■ 任务目标: 数出下方各行中含有字符串“every”的行数，只给出数字。

╭─ 记录列表

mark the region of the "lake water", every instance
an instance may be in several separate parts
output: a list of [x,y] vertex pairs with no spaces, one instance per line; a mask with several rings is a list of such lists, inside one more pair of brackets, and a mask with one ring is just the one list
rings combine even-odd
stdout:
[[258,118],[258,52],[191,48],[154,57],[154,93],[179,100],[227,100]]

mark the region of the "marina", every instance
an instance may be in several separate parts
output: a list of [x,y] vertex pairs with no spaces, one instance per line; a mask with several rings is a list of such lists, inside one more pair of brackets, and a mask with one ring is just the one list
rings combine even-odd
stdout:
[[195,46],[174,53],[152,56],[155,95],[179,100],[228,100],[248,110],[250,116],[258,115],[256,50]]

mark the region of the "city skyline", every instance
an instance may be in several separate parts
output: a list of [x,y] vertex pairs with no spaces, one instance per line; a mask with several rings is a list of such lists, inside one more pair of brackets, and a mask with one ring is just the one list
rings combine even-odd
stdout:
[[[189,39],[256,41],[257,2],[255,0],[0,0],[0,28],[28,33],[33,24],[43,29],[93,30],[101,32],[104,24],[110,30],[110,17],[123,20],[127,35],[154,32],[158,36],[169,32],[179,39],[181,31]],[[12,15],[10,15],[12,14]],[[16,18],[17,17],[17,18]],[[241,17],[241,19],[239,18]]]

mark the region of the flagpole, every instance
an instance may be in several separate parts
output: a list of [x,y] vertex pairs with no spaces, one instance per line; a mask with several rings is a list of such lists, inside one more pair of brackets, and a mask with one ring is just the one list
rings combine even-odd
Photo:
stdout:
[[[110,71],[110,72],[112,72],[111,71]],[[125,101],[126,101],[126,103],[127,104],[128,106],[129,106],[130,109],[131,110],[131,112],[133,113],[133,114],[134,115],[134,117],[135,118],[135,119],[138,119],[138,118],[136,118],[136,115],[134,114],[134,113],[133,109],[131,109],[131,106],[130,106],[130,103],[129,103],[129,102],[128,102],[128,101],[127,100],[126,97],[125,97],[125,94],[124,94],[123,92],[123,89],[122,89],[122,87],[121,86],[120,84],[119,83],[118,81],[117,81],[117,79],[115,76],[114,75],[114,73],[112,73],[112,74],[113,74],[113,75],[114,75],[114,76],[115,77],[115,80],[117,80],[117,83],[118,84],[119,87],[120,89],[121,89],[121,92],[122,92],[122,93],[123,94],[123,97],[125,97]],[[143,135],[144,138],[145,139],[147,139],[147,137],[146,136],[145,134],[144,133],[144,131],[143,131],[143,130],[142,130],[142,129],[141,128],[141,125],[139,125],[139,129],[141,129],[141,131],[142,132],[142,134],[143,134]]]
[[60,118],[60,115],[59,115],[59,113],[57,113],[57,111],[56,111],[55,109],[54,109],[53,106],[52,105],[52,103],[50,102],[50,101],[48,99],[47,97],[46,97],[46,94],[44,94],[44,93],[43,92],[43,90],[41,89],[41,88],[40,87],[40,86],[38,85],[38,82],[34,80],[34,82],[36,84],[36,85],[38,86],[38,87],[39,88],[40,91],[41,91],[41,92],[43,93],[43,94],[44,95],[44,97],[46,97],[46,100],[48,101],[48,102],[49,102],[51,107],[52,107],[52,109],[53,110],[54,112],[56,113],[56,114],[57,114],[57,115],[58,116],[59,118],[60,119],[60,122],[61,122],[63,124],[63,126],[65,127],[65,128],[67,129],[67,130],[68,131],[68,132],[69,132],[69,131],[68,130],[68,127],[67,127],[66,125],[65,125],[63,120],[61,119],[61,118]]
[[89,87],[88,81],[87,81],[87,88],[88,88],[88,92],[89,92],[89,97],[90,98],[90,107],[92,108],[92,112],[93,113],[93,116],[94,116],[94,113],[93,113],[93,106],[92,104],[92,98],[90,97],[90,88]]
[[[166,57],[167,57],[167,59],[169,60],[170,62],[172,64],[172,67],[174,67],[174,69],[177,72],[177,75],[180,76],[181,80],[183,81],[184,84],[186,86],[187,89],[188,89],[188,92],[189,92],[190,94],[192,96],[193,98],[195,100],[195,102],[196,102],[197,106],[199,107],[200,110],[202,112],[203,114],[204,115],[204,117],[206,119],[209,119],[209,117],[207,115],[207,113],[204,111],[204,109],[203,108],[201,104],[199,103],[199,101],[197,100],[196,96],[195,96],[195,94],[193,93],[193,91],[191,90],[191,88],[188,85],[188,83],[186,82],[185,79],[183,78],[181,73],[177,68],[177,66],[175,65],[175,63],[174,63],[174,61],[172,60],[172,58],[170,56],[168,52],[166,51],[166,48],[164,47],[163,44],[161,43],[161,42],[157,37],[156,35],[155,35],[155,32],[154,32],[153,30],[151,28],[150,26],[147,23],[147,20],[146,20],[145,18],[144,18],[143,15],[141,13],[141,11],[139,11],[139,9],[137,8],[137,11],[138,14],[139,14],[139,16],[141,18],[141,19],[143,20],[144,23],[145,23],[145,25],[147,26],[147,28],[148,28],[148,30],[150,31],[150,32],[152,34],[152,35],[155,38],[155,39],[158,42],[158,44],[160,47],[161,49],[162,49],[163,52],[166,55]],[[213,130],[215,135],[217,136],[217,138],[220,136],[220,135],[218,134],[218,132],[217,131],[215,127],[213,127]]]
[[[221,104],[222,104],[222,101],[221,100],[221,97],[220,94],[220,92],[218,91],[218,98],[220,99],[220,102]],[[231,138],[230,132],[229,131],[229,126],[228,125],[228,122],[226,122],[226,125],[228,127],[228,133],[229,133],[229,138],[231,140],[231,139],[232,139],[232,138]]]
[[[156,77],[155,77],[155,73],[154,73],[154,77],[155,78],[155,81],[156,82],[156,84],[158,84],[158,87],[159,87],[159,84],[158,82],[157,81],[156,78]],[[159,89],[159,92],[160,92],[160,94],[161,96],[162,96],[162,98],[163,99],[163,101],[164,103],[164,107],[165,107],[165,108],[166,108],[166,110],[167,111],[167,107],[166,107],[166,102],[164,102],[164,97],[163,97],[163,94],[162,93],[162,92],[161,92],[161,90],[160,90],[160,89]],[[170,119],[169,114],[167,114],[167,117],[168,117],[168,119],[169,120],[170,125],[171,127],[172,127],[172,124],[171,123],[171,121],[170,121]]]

╰─

■ 本题答案: 4